### EXERCISE
From the line with "Target: driftwood" through the line with "Mark one point on each instance of the gray", repeat the entries verbatim, both end lines included, and add nothing.

### DATA SUPPLIED
=======

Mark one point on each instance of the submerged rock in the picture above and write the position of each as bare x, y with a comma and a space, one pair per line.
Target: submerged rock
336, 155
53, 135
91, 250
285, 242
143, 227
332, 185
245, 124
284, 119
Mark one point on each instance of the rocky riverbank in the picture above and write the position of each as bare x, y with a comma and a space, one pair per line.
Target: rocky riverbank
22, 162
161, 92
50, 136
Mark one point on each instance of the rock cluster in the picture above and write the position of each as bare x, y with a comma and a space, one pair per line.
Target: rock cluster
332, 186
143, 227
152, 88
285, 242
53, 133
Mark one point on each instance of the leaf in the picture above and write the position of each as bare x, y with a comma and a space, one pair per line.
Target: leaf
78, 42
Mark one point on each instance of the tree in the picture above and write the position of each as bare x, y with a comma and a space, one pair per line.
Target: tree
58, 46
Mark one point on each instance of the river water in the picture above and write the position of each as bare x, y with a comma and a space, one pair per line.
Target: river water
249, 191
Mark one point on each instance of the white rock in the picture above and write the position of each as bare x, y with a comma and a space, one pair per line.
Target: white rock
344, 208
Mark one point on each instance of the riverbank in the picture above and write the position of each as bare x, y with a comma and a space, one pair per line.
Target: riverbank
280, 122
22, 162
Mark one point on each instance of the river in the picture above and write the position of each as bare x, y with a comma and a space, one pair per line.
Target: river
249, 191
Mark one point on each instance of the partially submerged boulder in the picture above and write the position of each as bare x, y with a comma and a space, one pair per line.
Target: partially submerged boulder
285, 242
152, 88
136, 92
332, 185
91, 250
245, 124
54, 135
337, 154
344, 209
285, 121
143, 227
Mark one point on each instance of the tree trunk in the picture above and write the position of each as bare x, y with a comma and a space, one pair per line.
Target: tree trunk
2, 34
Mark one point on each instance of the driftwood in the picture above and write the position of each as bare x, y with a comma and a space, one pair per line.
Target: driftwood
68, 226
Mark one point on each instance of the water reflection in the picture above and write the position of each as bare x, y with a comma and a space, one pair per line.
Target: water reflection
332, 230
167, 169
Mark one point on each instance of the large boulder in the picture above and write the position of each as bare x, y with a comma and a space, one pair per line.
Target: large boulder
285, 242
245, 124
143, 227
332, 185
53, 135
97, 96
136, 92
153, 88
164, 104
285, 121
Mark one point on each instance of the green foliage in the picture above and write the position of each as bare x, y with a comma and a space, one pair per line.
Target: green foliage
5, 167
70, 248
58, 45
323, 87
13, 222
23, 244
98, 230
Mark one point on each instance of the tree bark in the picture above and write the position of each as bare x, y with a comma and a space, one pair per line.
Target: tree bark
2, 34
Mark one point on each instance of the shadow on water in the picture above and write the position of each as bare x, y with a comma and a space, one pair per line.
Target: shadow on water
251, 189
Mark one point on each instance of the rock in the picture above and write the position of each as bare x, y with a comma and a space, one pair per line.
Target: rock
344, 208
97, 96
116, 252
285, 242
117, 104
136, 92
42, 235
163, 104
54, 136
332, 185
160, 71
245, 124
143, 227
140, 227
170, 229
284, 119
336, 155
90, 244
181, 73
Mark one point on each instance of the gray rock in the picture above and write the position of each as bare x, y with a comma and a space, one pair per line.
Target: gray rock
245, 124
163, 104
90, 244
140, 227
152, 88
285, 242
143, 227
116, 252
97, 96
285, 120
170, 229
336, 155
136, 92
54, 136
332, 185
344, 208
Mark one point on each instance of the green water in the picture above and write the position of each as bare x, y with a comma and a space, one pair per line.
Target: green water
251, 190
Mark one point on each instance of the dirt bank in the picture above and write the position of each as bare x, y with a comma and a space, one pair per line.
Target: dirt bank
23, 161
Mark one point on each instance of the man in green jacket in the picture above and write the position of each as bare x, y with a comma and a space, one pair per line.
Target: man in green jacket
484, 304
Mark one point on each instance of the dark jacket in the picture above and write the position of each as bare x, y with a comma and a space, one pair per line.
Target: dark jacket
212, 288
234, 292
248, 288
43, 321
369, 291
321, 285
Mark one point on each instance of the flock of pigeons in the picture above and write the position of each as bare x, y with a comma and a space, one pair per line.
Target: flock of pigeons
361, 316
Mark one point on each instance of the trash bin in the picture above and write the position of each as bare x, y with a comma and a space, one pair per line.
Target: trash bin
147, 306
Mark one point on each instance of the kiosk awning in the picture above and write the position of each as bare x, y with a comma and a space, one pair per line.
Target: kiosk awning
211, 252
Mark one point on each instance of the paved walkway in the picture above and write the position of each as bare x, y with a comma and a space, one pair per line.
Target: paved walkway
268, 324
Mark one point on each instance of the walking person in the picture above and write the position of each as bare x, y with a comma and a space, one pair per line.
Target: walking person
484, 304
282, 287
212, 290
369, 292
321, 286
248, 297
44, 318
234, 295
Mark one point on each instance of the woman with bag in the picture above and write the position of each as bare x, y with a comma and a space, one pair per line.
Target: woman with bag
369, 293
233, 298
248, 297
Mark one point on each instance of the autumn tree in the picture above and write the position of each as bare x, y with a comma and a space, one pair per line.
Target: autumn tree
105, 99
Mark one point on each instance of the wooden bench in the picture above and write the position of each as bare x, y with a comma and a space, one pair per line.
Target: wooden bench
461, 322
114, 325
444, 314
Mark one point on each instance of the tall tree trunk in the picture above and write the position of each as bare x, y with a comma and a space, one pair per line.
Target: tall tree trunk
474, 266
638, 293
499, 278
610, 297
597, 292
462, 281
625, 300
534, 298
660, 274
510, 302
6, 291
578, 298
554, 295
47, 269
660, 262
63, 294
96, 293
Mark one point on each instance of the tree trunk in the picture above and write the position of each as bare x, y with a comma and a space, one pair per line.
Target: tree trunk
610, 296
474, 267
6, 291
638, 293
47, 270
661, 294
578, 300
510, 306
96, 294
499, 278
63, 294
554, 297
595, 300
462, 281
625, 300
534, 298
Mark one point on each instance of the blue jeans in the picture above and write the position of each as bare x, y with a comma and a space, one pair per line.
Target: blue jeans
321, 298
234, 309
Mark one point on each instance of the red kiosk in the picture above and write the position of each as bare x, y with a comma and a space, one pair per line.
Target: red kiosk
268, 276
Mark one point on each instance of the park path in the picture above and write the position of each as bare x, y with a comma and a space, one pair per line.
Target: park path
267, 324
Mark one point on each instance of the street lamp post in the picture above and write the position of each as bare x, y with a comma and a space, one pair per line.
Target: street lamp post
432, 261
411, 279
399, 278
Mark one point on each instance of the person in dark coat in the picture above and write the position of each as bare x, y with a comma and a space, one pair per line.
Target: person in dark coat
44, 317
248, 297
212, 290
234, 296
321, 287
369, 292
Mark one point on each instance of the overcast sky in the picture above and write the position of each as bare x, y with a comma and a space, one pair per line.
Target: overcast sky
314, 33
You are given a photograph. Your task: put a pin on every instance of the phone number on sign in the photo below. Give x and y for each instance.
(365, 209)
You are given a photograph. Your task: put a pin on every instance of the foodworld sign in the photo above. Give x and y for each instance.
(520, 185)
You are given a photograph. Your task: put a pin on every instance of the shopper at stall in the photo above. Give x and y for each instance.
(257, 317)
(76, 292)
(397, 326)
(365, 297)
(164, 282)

=======

### TASK RESPONSE
Target: driftwood
68, 226
Mark one point on each instance of the water reflection in the picture above and write the position of each as bare x, y with a comma and a space, one pair per line.
Target: water reflection
332, 230
167, 169
Mark one point on each instance of the large boulder in the picture above and write the position of each as bare x, y with a comma and a space, one pair per line.
Target: large boulder
285, 242
245, 124
143, 227
332, 185
53, 135
97, 96
136, 92
153, 88
164, 104
285, 121
Mark one point on each instance of the green foliage in the picture above and write the position of each as bare x, y with a comma and a space, one pair per line.
Target: green foliage
5, 167
70, 248
58, 45
323, 87
13, 222
23, 244
98, 230
Mark one point on each instance of the tree bark in the picture above and write the position of each as bare x, y with a comma and a space, one pair per line.
Target: tree bark
2, 34
Mark one point on each instance of the shadow on water in the picture above and write the position of each as bare x, y with a comma and a space, one pair per line.
Target: shadow on water
251, 189
Mark one point on each instance of the rock in the picture above and write the position of each as bare x, y with a comma and a space, one pair per line.
Target: rock
344, 208
97, 96
116, 252
285, 242
117, 104
136, 92
42, 235
163, 104
54, 136
332, 185
160, 71
245, 124
143, 227
140, 227
170, 229
284, 119
336, 155
90, 244
181, 73
Mark one point on each instance of the gray rock in the picture above and write the position of each as bare x, y with a comma and a space, one pair per line.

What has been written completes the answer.